Please give back, exactly as written, only the line containing "the pale sky." and every line after it until the data below ends.

Information supplied ▸
▬▬▬▬▬▬
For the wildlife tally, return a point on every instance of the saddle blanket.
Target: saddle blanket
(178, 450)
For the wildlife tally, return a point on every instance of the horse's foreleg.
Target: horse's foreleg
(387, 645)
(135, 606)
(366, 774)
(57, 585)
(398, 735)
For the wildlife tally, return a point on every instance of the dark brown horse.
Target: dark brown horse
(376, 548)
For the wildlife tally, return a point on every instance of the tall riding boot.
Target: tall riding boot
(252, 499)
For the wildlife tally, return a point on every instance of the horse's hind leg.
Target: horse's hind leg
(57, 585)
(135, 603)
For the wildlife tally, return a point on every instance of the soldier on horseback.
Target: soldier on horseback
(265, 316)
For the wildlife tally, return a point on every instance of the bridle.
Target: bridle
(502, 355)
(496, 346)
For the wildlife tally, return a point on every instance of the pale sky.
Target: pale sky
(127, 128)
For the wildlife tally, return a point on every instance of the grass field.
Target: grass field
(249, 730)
▬▬▬▬▬▬
Problem solution ▸
For the wildlife tally, return a point on every instance of the pale sky.
Target: pale sky
(127, 128)
For the wildlife tally, return a point on every instance of the grass field.
Target: grass field
(249, 730)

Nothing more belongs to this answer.